**WORK REQUIRED**: Every line of the data is to be reproduced exactly.

**SUPPLIED DATA**:

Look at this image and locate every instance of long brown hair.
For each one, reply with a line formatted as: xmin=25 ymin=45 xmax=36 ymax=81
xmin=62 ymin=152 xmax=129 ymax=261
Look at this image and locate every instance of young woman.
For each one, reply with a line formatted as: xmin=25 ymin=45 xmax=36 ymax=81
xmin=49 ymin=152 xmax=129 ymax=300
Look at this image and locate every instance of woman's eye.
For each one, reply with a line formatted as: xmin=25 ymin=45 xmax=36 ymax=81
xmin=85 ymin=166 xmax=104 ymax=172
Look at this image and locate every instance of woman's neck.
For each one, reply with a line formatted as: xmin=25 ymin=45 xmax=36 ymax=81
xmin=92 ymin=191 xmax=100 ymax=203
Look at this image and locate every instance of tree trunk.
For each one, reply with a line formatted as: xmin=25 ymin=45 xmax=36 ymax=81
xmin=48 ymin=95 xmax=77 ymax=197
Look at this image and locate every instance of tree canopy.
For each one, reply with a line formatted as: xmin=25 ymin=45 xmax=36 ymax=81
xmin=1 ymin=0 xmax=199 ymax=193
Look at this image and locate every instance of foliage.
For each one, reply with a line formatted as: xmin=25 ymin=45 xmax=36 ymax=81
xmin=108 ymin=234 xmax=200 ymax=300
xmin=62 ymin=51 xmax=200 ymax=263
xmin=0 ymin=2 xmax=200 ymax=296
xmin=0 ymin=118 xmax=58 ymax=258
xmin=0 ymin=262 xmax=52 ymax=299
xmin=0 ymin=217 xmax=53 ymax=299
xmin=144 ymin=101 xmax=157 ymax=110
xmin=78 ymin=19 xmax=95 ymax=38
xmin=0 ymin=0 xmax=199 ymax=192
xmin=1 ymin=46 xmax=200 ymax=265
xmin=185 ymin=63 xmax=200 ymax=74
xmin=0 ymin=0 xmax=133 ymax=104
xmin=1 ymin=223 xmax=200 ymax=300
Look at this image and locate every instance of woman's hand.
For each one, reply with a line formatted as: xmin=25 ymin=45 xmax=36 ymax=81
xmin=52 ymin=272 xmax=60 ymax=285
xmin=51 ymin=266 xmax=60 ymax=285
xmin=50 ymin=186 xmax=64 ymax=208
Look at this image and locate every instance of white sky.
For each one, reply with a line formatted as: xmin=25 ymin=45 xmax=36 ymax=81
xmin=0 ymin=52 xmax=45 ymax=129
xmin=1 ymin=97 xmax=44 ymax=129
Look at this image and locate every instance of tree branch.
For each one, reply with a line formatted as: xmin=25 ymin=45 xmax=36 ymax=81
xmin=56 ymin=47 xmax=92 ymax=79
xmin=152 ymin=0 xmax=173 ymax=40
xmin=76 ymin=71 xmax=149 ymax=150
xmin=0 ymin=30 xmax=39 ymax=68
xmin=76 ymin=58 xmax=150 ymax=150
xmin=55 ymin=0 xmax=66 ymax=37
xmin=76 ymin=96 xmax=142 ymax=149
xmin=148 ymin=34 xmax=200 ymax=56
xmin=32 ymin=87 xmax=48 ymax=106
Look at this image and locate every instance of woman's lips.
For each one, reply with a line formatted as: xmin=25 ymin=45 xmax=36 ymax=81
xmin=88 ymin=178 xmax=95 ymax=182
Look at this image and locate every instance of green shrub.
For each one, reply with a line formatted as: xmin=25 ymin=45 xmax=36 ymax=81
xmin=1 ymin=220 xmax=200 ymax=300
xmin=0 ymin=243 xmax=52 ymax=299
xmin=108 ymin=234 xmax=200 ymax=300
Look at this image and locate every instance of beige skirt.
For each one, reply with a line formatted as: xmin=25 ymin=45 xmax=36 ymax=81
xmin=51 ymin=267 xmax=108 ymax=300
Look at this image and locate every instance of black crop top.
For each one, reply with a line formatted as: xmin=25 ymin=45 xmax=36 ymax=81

**SOLUTION FOR THIS TASK**:
Look at this image and locate every instance of long brown hair.
For each one, reply with a line formatted as: xmin=25 ymin=45 xmax=36 ymax=81
xmin=62 ymin=152 xmax=129 ymax=261
Look at this image and locate every instance of young woman.
For each one, reply with a line formatted as: xmin=25 ymin=45 xmax=36 ymax=81
xmin=49 ymin=152 xmax=129 ymax=300
Look at this image and locate every instance of woman's eye.
For each one, reply with a line formatted as: xmin=25 ymin=45 xmax=36 ymax=81
xmin=85 ymin=166 xmax=104 ymax=172
Look at this image and locate every instance of woman's neck.
For each one, reply with a line formatted as: xmin=25 ymin=45 xmax=36 ymax=81
xmin=92 ymin=191 xmax=100 ymax=203
Look at this image and locate every instance of tree trunk.
For each one, reply with a line formatted as: xmin=25 ymin=45 xmax=36 ymax=81
xmin=48 ymin=95 xmax=77 ymax=197
Look at this image and locate every instance of tree canopy.
For each one, reply with a line formatted as: xmin=25 ymin=45 xmax=36 ymax=81
xmin=1 ymin=0 xmax=199 ymax=193
Look at this image and locate every instance of foliage.
For each one, reply with a line formatted as: xmin=25 ymin=45 xmax=36 ymax=81
xmin=108 ymin=234 xmax=200 ymax=300
xmin=62 ymin=51 xmax=200 ymax=263
xmin=0 ymin=2 xmax=200 ymax=296
xmin=0 ymin=118 xmax=58 ymax=258
xmin=0 ymin=262 xmax=52 ymax=299
xmin=0 ymin=217 xmax=53 ymax=299
xmin=144 ymin=101 xmax=157 ymax=110
xmin=78 ymin=19 xmax=95 ymax=38
xmin=0 ymin=0 xmax=199 ymax=192
xmin=1 ymin=46 xmax=200 ymax=265
xmin=185 ymin=63 xmax=200 ymax=74
xmin=0 ymin=0 xmax=133 ymax=104
xmin=1 ymin=223 xmax=200 ymax=300
Look at this image and locate every instance of woman's hand.
For each one, reply with a line formatted as: xmin=25 ymin=45 xmax=36 ymax=81
xmin=52 ymin=272 xmax=60 ymax=285
xmin=51 ymin=266 xmax=60 ymax=285
xmin=50 ymin=186 xmax=64 ymax=208
Look at this image and locate every instance of white sky.
For each one, reply with a line formatted as: xmin=25 ymin=45 xmax=36 ymax=81
xmin=0 ymin=52 xmax=45 ymax=129
xmin=1 ymin=97 xmax=44 ymax=129
Look at this image and locate every instance of tree branch.
For each one, reply with a line formatted as: xmin=25 ymin=45 xmax=36 ymax=81
xmin=56 ymin=47 xmax=92 ymax=79
xmin=152 ymin=0 xmax=173 ymax=40
xmin=76 ymin=71 xmax=149 ymax=150
xmin=0 ymin=30 xmax=39 ymax=68
xmin=76 ymin=58 xmax=150 ymax=150
xmin=55 ymin=0 xmax=66 ymax=37
xmin=76 ymin=96 xmax=142 ymax=149
xmin=148 ymin=34 xmax=200 ymax=56
xmin=32 ymin=87 xmax=48 ymax=106
Look at this image and locate every instance of woman's lips.
For each one, reply with a line formatted as: xmin=25 ymin=45 xmax=36 ymax=81
xmin=88 ymin=178 xmax=95 ymax=182
Look at this image and locate every instance of green shrub.
For each one, reply with a line formatted as: xmin=25 ymin=45 xmax=36 ymax=81
xmin=1 ymin=220 xmax=200 ymax=300
xmin=0 ymin=243 xmax=52 ymax=299
xmin=108 ymin=234 xmax=200 ymax=300
Look at this image and locate every instance of beige skirt.
For each one, reply with a line formatted as: xmin=25 ymin=45 xmax=36 ymax=81
xmin=51 ymin=267 xmax=108 ymax=300
Look at this image and locate every instance of black crop top.
For each one, reply with a line formatted as: xmin=25 ymin=45 xmax=36 ymax=81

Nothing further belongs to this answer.